WHAT THE TASK ASKS.
Reproduce, exactly as they appear, the line containing "Target: shoreline" and every line after it, ending with the last line of the records.
Top of DATA SHOWN
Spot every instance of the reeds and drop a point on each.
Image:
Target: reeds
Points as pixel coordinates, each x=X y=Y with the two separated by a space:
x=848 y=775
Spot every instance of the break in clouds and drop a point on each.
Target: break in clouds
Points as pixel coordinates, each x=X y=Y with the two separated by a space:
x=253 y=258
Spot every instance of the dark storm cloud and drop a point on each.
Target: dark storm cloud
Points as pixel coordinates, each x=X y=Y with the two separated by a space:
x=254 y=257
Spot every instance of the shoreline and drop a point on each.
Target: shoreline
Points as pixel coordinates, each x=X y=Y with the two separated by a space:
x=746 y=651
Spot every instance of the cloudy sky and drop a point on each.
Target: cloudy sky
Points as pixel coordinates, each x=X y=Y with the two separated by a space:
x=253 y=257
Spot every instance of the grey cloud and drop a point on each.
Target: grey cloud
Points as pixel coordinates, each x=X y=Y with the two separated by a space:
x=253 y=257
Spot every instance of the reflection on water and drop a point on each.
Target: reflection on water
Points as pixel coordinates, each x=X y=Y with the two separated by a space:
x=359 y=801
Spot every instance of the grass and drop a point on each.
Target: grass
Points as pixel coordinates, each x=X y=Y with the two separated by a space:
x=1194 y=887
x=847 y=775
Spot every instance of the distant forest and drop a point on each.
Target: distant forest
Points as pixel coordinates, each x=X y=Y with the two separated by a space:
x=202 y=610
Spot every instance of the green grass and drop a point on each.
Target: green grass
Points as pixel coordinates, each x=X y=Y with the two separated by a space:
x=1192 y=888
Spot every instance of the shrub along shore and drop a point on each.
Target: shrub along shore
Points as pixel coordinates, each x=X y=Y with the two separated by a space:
Bottom of DATA SHOWN
EXERCISE OUTPUT.
Target: shoreline
Points as pixel coordinates, each x=X y=Y with the two separated by a space:
x=746 y=651
Spot every instance of the cloudy sky and drop a point on each.
Target: cloudy sky
Points as pixel coordinates, each x=X y=Y with the two separated by a space:
x=253 y=257
Spot every instance of the grey cloud and drop a point on each.
Target: grey cloud
Points as pixel coordinates, each x=X y=Y with the two separated by a space:
x=253 y=257
Spot every instance of the reflection on water and drop a point on each.
Target: reflection on water
Points as pixel coordinates, each x=X y=Y with the two separated by a space:
x=359 y=801
Spot every instance of the grass and drop a point on each.
Target: grass
Points as pixel coordinates, each x=X y=Y with the two separated by a space:
x=1194 y=887
x=847 y=775
Spot every instance of the distant forest and drop a point on each.
Target: distant forest
Points as pixel coordinates, each x=X y=Y with the two separated by a space:
x=202 y=610
Spot every instance of the green grass and drop a point on each.
Target: green grass
Points as pixel coordinates, each x=X y=Y with the two separated by a space:
x=1192 y=888
Spot every instance of the shrub along shore and drop a point on each.
Target: shrub along shore
Points as pixel coordinates, each x=X y=Y with the two separated by a space:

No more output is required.